*Task details:* In the records below, find the line holding "Query: horse muzzle" and the line holding "Query: white blaze marking". Set down both, with every line between them, exactly.

Segment Start: Source material

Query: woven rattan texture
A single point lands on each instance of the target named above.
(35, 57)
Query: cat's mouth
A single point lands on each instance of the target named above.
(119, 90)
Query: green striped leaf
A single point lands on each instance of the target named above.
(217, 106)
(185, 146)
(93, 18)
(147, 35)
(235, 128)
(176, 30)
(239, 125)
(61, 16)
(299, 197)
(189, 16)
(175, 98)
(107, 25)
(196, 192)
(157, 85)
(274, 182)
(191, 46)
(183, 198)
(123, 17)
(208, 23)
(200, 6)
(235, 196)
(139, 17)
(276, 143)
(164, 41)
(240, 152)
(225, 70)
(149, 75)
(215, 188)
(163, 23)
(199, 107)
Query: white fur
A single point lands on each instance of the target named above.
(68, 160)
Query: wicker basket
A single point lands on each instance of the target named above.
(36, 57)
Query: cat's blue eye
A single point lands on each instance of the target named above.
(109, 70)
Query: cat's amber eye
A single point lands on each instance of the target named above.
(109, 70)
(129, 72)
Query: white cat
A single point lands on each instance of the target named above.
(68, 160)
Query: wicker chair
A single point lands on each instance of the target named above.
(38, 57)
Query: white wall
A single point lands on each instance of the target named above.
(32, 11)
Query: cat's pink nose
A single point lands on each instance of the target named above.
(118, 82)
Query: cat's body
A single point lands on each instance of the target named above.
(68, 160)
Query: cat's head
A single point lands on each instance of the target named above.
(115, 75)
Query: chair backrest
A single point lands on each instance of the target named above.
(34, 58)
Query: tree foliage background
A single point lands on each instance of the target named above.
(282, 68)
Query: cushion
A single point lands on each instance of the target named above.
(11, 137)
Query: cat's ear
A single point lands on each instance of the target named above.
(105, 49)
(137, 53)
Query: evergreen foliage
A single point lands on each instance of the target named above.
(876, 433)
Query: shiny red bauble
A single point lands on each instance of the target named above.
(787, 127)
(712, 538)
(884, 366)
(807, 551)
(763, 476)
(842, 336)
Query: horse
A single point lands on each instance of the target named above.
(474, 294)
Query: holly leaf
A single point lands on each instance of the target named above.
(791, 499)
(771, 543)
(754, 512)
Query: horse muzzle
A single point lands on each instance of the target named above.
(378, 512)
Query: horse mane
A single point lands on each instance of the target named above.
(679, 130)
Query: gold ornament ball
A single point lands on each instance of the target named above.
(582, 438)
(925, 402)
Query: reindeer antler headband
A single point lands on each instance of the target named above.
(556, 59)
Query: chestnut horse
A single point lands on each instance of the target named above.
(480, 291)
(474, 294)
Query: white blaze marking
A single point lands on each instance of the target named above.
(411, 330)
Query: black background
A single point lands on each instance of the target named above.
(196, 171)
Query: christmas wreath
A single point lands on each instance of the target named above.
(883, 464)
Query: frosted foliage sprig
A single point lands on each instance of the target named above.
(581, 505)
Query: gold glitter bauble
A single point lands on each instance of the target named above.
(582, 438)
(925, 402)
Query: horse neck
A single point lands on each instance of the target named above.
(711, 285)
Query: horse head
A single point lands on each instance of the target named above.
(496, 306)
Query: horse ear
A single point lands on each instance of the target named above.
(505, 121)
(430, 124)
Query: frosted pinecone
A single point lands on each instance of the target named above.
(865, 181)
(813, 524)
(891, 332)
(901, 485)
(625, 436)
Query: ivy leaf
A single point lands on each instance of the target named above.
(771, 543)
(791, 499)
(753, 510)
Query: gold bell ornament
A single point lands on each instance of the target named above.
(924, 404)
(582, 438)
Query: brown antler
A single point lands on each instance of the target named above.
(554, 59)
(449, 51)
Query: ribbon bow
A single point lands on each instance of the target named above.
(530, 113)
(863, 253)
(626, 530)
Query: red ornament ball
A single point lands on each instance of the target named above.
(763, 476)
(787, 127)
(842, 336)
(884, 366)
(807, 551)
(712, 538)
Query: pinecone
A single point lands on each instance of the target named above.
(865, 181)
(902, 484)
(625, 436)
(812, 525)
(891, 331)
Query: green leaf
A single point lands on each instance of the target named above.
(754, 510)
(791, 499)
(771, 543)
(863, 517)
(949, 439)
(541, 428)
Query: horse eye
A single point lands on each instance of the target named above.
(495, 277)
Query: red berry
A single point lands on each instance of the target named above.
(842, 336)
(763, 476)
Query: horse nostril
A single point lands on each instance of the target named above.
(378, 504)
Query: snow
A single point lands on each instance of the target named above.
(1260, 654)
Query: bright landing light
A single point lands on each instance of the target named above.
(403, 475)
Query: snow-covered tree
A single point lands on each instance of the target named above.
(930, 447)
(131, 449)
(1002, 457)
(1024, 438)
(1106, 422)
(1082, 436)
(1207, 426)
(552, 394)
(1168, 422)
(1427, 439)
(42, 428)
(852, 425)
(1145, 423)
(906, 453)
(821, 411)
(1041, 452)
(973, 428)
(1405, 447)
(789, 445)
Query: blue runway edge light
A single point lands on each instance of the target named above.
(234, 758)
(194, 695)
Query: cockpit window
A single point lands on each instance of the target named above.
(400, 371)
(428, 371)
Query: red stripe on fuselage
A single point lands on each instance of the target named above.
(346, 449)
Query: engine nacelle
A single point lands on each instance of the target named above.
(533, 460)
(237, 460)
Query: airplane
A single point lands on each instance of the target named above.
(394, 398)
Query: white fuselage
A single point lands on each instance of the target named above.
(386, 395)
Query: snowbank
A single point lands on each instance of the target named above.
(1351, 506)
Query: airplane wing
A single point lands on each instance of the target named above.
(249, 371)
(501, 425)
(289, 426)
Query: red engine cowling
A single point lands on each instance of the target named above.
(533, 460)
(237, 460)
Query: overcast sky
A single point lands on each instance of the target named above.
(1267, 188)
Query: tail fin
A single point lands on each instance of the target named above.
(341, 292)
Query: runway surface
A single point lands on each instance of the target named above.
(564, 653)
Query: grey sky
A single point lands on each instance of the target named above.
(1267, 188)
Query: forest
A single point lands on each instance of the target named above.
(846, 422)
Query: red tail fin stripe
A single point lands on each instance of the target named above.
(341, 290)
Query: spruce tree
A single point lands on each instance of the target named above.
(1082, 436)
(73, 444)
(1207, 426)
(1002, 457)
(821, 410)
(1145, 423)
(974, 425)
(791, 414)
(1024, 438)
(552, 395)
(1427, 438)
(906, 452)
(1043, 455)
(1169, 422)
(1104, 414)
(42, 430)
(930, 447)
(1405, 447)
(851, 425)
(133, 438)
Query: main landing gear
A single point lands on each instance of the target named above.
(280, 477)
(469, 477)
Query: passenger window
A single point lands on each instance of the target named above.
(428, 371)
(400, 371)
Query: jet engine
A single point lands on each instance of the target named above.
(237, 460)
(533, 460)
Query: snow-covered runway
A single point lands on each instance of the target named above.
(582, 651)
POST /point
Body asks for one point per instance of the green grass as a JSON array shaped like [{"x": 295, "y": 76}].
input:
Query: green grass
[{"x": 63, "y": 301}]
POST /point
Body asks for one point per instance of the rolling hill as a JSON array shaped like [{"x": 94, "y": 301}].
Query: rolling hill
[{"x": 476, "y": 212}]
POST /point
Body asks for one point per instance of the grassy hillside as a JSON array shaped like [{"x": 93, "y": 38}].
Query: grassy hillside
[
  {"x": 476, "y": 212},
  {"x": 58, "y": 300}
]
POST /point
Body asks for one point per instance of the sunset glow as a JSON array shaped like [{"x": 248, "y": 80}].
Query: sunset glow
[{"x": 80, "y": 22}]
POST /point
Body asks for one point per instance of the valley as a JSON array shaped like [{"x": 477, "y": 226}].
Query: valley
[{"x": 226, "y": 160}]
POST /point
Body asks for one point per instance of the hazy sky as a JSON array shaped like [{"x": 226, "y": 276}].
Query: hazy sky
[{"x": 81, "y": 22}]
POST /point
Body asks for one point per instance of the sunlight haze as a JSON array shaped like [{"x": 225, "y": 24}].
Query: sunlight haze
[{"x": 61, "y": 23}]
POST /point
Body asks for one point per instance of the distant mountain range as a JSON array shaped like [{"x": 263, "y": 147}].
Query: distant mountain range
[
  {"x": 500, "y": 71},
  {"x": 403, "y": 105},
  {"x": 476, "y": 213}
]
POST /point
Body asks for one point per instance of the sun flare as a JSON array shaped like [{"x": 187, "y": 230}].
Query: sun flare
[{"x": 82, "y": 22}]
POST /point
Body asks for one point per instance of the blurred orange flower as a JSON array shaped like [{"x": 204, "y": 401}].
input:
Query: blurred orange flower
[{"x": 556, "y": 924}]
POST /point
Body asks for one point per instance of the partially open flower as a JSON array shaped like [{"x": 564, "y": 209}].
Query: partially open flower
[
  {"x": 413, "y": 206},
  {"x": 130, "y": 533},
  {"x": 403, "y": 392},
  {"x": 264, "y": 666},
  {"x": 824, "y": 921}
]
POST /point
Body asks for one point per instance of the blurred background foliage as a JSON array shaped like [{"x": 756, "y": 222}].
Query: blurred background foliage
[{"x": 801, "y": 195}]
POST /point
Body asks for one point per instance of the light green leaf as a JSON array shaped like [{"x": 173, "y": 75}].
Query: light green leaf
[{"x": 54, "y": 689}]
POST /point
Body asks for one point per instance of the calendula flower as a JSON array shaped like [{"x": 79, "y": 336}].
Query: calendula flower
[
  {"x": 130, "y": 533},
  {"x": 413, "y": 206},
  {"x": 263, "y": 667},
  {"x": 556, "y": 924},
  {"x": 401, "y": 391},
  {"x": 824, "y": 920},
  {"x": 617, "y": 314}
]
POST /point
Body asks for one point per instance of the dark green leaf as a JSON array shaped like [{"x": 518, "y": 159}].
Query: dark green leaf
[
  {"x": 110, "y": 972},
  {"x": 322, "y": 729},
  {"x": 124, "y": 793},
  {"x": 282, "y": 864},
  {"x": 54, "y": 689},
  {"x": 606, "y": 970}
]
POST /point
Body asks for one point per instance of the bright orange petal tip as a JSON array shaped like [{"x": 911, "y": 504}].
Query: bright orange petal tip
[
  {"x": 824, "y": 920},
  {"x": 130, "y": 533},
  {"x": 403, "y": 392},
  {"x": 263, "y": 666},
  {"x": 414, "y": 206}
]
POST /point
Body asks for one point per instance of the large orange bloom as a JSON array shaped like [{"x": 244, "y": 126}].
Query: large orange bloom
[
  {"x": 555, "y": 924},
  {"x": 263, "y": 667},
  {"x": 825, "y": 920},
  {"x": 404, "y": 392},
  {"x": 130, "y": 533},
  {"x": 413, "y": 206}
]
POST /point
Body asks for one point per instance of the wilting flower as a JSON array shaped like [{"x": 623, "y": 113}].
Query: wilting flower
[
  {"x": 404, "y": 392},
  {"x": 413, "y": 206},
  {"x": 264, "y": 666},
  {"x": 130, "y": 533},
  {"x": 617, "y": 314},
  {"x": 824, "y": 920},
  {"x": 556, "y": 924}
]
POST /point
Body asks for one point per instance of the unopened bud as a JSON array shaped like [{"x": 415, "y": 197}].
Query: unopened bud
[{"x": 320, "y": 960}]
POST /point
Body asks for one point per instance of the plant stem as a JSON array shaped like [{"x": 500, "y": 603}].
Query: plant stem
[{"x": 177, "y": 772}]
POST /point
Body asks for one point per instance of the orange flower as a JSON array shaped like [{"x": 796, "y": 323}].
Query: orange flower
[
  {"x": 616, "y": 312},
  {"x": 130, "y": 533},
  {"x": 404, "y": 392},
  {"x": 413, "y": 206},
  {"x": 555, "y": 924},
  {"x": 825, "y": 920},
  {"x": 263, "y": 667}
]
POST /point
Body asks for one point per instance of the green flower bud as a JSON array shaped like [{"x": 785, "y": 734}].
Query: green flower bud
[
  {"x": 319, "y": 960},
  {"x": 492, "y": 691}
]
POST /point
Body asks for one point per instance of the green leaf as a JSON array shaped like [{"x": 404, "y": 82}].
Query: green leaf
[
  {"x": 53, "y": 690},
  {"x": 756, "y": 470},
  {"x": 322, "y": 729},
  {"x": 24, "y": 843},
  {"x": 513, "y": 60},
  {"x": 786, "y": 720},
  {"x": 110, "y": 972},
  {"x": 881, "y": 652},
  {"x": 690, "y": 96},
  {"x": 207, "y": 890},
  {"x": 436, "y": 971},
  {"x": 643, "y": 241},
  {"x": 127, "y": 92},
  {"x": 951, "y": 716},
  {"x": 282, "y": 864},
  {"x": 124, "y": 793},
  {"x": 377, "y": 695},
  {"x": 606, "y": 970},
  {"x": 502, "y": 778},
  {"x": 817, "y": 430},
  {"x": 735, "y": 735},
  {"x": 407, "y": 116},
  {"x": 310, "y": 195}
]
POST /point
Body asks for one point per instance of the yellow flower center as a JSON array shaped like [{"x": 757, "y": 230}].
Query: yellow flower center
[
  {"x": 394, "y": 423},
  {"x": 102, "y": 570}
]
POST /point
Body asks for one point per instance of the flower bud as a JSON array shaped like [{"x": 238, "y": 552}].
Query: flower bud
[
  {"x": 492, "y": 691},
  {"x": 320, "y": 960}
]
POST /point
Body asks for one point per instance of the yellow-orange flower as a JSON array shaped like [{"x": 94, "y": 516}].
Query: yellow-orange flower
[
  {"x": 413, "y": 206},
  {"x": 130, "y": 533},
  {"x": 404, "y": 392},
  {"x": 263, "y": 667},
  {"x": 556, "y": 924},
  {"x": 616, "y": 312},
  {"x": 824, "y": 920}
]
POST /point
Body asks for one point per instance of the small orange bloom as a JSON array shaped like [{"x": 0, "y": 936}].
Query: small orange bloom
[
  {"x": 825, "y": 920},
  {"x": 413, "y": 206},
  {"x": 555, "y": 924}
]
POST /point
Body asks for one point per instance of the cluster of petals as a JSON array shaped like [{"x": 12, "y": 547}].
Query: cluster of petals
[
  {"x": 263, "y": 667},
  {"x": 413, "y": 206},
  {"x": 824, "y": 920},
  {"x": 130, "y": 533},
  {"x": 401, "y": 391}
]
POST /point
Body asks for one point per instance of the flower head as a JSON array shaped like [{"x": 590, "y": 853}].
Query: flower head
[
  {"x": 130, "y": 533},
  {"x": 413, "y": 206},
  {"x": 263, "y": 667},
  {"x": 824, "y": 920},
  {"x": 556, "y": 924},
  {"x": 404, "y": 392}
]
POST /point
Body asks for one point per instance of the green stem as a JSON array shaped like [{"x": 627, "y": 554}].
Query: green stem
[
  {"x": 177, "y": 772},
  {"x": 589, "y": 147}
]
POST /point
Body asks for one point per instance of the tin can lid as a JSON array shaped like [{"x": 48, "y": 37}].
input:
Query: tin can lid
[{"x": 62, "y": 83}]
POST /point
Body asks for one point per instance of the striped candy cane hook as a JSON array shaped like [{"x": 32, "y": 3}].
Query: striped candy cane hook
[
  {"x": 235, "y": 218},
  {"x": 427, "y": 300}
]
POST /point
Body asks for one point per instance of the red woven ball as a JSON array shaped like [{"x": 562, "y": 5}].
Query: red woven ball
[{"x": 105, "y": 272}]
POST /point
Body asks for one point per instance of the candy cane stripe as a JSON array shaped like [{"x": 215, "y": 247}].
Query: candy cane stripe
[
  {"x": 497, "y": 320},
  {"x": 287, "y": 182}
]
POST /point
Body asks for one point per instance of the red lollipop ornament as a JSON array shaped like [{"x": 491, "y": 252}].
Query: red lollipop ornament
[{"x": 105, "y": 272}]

Segment End: Source material

*Solved problem:*
Query: horse muzzle
A single point lands on each instance of the target named above.
(378, 512)
Query: horse mane
A single point lands on each instance of the target named above.
(679, 130)
Query: gold ornament ball
A single point lands on each instance of the target named above.
(582, 438)
(925, 402)
Query: reindeer antler headband
A single point lands on each instance of the target named above.
(556, 59)
Query: chestnut horse
A single point lands on each instance of the target named above.
(480, 291)
(474, 294)
Query: white blaze marking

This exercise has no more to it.